Copy out every line of the material below word for word, but omit the pictures from your answer.
== DATASET ENTRIES ==
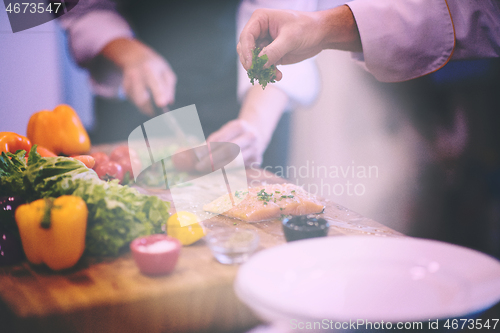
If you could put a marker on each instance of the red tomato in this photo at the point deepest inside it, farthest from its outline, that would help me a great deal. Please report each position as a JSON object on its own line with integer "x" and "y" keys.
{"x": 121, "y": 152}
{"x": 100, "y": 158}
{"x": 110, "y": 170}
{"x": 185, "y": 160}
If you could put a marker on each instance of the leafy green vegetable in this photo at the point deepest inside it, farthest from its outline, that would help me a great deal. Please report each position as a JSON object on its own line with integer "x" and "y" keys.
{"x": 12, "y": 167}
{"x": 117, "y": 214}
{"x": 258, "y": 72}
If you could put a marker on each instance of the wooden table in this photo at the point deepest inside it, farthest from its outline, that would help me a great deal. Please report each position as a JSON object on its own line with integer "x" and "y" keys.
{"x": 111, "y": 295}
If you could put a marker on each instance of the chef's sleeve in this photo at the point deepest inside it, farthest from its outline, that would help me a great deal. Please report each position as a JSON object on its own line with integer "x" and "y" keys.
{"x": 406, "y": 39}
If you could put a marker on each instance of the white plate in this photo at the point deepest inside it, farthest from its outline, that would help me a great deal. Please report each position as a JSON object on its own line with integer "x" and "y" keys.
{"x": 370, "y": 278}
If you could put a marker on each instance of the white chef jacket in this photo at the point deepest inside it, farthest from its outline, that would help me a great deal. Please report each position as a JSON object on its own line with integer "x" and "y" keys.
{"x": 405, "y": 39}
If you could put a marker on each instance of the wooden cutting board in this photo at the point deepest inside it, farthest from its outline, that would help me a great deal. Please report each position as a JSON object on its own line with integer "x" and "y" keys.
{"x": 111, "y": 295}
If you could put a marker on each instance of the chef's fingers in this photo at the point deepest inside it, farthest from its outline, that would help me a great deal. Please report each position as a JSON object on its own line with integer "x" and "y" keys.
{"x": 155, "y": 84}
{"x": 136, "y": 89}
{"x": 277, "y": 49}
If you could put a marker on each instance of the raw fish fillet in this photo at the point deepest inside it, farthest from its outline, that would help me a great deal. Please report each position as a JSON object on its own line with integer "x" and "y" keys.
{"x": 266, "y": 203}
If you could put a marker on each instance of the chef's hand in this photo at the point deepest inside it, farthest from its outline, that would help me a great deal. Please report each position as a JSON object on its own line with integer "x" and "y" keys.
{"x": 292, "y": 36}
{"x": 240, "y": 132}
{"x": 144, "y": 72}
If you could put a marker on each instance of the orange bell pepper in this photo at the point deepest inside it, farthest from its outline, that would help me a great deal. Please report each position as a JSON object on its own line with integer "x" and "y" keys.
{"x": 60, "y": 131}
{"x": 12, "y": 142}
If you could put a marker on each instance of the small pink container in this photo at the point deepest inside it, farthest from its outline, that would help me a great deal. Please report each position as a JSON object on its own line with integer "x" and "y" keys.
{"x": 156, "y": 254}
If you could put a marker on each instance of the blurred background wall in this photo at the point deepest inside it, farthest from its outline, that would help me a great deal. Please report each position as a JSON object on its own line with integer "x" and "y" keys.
===
RESPONSE TO THE TASK —
If you could put a marker on each instance of the red tomato in this photo at the point deepest inside it, farthest from its outline, that would help me a great deal. Please report each position as a JSON object on its own line with integer "x" and "y" keys.
{"x": 121, "y": 152}
{"x": 100, "y": 158}
{"x": 110, "y": 170}
{"x": 185, "y": 160}
If you could put a marker on each instance of the leafy green vegetable in this photo at the point deepest inside it, farthest from its outline, that would help me a great deal. Please report each position as a JSON object on its own line with integer "x" and "y" keys.
{"x": 12, "y": 167}
{"x": 117, "y": 214}
{"x": 258, "y": 72}
If you could put a marker on each instance of the wooden table in this photo at the point deepest inside it, farthest from its outline, that would help me a great deal. Please report each position as a JSON object on its own line with integer "x" and "y" keys.
{"x": 111, "y": 295}
If you could put a marker on each instance of the chef's sleeve in this photo at the point deepest inside it, farthest from its outline, that would help me a great deal. Please report each position as a JSON object on its own line with integer "x" and "y" keys.
{"x": 406, "y": 39}
If you could put a marker on each instance of the white plate in this photo at the point deepest inside it, farthest from its outline, that would help me a great deal. Please report each position as a JSON object on its own line with integer "x" and "y" keys.
{"x": 370, "y": 278}
If you could put a marker on each instance of the white chef jacket in this photo at the point deepest inside it, farthest from its outline, that would help me a great deal. Please report each position as a JSON object on its own line with integer "x" and "y" keys.
{"x": 405, "y": 39}
If you could put a marker on each instance of the wooden cutting board in this photo at the point deepest inside it, farthest from its outline, that would help me a great deal. Please report each position as a JSON object on its own line with integer "x" and "y" keys.
{"x": 111, "y": 295}
If you could put a marker on each instance of the chef's fingers in this photo at the point deepest inside it, farthest from its outline, that would help me a great deal. Please report each position as a JSON object on its own line with integer "x" and "y" keys.
{"x": 155, "y": 84}
{"x": 136, "y": 89}
{"x": 277, "y": 49}
If you could put a marker on each instance of the raw fish fillet in this photo at the point deepest inside it, farthest from its outline, that would help me a great deal. Please report each position as a JSON object on its own line with integer "x" and "y" keys.
{"x": 266, "y": 203}
If you could put a marker on each instance of the chef's hand in this photo at the point deepest inside it, farthest from its outline, that would help me a great deal. Please report each position as a JSON object on its own line with integer "x" and "y" keys.
{"x": 292, "y": 36}
{"x": 240, "y": 132}
{"x": 144, "y": 72}
If you could put a marker on each instance of the orange bell pepper in this photo at the point deepest inside it, farthest from its outline, that would help me a great deal. Please report each position as a JSON object on its own line with integer "x" and "y" keys.
{"x": 60, "y": 131}
{"x": 12, "y": 142}
If you could put a marker on each instance of the small pink container in this photo at the point deepest inside it, farthest from its outline, that would help me a great deal. Please report each position as a JSON object on its own line with integer "x" and "y" keys.
{"x": 156, "y": 254}
If you could put a marker on each instance of the blurred background wall in this photo at the point deepest inside it, farthest from its outline, that would help me a great deal. Please report each position as a JSON object on its own line with integer "x" and "y" keys.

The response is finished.